## Aufgabe A
Nenne alle Gestalten, in denen Beethoven laut dem Textauszug auf der Bühne steht.
## Aufgabe B
Wer hat laut dem Textauszug den Ballettabend choreografiert?
## Aufgabe C
Setze bitte den Textauszug über den Krefelder Ballettabend „Beethoven!“ nach seinem letzten Satz fort.

Premiere: 25.01.2020, besuchte Vorstellung: 07.06.2022
Sinnlicher Ballettabend bekommt großen Beifall
Im Januar 2020 fand im Krefelder Theater die Uraufführung des Ballettabends „Beethoven!“ statt, in dem sich das Theater ganz dem großen Komponisten widmet. Anlass war der seinerzeit anstehende 250. Geburtstag Beethovens. Nach wenigen Aufführungen kam aber der Lockdown, so dass erst in dieser Spielzeit die Wiederaufnahme dieses Werkes stattfinden konnte. Der Abend beginnt eindrucksvoll mit dem Begräbnis im Jahr 1827, bei dem die Bürger Wiens am offenen Sarg Abschied von Ludwig van Beethoven nehmen. Anschließend führt uns Choreograf Robert North in einem gut durchdachten Abend durch weitere zwölf Bilder, die sich jeweils bestimmten Begebenheiten widmen. Großen Anteil am Erfolg des Abends hat der Kunstgriff, dass der Mensch Ludwig von Beethoven in drei Gestalten auf der Bühne steht: ein Tänzer, ein Pianist und ein Schauspieler.

## Bereitgestellte Daten
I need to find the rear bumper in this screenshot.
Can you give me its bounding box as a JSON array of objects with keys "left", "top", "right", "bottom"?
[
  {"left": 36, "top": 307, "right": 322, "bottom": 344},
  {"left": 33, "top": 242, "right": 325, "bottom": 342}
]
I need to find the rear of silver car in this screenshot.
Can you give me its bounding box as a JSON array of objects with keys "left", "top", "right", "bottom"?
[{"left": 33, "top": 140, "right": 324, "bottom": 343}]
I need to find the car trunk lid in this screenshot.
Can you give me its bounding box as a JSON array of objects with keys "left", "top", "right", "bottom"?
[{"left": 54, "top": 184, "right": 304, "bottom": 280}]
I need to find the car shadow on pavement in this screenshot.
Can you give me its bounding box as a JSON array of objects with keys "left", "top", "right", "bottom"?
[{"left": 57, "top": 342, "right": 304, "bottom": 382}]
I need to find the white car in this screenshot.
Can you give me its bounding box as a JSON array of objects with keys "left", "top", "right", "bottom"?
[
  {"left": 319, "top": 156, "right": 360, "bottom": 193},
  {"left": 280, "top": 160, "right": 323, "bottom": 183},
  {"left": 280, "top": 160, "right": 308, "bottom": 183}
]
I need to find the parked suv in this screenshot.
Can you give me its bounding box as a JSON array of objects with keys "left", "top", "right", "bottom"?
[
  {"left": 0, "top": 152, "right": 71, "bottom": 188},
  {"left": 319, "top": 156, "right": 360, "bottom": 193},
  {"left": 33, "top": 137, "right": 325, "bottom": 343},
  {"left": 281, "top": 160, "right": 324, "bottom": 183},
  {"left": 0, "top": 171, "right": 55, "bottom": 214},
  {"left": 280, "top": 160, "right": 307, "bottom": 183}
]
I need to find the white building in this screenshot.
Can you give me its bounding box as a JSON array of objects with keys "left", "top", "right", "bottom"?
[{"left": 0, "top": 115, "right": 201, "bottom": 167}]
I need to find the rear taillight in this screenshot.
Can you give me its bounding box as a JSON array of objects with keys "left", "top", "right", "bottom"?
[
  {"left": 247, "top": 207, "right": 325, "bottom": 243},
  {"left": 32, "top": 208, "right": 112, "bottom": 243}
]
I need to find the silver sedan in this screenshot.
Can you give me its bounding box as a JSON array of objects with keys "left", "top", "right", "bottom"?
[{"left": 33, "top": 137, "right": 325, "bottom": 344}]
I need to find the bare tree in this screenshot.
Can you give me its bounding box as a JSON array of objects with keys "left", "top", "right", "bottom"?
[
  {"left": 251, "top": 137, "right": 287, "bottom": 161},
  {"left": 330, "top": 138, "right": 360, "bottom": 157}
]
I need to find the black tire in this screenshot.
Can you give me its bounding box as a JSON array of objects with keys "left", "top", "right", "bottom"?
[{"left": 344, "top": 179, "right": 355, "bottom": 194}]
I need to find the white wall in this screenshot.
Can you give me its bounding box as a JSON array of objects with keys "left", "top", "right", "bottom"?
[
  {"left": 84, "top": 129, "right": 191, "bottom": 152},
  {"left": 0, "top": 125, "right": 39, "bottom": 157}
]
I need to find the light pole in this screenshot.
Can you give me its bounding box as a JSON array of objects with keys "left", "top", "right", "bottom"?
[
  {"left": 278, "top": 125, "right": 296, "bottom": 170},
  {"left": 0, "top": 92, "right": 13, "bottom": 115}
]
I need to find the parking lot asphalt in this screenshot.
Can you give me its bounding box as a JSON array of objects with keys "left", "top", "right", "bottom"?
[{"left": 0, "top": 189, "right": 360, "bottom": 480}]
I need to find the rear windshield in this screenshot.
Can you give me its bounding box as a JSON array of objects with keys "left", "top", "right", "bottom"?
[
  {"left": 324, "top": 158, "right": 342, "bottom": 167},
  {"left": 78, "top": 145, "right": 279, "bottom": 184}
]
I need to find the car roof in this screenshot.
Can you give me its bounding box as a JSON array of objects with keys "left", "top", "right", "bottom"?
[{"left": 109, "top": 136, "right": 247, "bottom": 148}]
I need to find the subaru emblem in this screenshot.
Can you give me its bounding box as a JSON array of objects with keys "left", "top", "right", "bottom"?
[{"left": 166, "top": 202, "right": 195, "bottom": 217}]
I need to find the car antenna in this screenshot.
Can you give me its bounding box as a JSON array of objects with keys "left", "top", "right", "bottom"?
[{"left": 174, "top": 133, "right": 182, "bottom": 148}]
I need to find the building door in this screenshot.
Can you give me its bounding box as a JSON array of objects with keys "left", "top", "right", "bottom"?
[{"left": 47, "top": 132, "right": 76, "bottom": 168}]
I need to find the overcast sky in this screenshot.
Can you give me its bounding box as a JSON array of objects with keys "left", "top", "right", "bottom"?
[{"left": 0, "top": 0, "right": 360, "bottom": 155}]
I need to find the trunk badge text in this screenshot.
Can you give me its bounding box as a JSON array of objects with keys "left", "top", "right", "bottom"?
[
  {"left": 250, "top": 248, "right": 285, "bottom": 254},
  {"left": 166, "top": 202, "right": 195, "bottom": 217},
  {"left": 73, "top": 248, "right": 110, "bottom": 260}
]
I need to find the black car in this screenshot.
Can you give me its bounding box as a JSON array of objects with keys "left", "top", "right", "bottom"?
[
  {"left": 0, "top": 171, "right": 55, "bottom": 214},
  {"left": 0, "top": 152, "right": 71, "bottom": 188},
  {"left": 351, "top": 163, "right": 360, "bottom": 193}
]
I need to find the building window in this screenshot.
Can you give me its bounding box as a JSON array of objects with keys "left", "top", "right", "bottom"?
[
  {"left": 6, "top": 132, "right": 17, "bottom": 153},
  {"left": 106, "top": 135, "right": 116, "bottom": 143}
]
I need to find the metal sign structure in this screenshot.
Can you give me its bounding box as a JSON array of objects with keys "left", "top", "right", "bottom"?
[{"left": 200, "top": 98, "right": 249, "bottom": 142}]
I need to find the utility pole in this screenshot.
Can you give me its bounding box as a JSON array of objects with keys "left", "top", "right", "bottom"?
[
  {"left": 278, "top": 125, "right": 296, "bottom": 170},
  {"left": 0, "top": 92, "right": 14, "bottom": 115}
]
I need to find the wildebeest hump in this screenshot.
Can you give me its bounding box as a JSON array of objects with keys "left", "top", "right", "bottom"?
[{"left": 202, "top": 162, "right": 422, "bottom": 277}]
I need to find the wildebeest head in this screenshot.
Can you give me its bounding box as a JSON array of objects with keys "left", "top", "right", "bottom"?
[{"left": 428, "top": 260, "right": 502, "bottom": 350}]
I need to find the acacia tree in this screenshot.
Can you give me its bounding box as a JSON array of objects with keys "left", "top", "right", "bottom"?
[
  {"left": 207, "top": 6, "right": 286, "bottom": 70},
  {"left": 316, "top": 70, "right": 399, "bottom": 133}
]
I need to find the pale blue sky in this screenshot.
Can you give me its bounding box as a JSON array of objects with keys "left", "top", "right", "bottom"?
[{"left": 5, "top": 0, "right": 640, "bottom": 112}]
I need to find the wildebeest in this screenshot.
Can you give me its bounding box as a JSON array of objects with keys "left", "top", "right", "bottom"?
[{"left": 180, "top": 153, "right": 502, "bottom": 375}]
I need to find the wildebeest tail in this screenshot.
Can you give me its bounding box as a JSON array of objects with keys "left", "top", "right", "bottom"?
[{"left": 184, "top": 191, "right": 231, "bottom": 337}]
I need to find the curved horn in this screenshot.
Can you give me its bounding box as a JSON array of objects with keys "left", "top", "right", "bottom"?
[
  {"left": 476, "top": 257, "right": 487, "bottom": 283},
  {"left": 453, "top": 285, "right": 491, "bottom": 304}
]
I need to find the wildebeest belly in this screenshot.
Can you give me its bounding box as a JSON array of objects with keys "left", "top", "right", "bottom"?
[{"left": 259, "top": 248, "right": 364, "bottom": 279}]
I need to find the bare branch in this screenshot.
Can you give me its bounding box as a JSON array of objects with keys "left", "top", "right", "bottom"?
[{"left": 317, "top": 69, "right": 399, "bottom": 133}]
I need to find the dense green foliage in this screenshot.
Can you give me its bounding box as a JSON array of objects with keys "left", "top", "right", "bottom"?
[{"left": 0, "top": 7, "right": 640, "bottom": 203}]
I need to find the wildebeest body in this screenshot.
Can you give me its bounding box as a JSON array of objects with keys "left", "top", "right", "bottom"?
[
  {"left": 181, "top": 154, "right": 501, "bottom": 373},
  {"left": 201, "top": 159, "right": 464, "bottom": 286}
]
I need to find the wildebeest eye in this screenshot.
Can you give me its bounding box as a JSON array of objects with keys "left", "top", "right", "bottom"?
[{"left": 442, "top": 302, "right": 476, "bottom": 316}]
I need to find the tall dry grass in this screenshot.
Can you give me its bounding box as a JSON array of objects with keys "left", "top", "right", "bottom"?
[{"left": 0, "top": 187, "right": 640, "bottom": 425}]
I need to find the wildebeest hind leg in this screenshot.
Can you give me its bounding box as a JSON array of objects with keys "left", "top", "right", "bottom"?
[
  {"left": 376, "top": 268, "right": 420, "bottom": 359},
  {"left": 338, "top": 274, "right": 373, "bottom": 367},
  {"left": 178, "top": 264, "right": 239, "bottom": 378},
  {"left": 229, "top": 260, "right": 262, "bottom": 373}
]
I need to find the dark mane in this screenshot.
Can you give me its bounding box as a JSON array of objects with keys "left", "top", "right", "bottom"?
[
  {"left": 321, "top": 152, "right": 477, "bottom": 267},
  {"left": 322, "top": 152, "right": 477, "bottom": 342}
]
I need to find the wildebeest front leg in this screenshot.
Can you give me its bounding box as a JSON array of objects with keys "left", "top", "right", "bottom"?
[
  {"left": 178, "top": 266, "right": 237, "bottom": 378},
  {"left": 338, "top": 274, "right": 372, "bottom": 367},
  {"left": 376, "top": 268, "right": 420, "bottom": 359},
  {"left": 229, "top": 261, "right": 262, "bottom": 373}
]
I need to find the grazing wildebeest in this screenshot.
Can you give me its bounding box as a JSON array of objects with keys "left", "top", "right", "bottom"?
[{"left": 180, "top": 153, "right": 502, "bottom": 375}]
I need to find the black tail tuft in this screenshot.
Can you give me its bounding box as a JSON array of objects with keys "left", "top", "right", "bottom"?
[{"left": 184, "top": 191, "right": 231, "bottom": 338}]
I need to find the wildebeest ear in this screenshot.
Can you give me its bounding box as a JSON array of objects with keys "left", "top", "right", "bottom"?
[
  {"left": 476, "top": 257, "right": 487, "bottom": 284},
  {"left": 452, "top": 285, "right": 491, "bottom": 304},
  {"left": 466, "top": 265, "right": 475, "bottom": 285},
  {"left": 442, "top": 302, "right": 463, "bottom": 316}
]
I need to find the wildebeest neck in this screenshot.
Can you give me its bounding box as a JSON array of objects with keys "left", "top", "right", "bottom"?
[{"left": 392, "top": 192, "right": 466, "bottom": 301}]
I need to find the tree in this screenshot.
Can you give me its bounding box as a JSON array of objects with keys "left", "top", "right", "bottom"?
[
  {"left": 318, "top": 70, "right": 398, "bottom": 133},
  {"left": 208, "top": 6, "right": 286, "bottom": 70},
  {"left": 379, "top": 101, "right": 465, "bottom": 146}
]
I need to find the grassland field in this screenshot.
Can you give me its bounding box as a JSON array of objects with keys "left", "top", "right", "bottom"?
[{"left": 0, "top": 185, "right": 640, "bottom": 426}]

## Antwort A
Ein Tänzer, ein Pianist und ein Schauspieler.

## Antwort B
Robert North.

## Antwort C
Mit Michael Grosse übernimmt der Intendant des Hauses die Rolle des alten Beethoven. Eine Rolle, in der er mit feinem Witz als eine Art Moderator durch den Abend führt. Immer wieder kommentiert er das Geschehen oder steuert Zitate des Originals aus alten Briefen bei. Am Klavier begeistert André Parfenov das anwesende Publikum mit seiner Musik und stellt einmal mehr seine Qualitäten unter Beweis. Er spielt unter anderem Auszüge aus mehreren Klaviersonaten Beethovens. Aber auch Johann Sebastian Bachs Wohltemperiertes Klavier 1. Teil, Präludium Nr. 15 G-Dur ist ebenso vertreten wie Parfenovs eigenes Boogie-Woogie und Improvisationen. Auch bei den eingespielten Stücken bringen sich Wolfgang Amadeus Mozart, Grigoras Dinicu und John Cage in den Abend ein, allerdings stehen auch hier selbstverständlich die großen Werke von Ludwig van Beethoven im Vordergrund. So ist es am Ende auch die „Ode an die Freude“ die im Finale den Traum auf eine Welt, in der alle Menschen in Frieden und Freiheit leben können musikalisch begleitet. Als junger Beethoven versprüht Balletttänzer Alessandro Borghesani ein unheimliches Temperament und eine enorme Lebensfreude. Gelungen sind auch immer wieder die Momente, in denen er von seinem in die Jahre gekommenen „Ich“ an die Hand genommen und durchs Leben geleitet wird.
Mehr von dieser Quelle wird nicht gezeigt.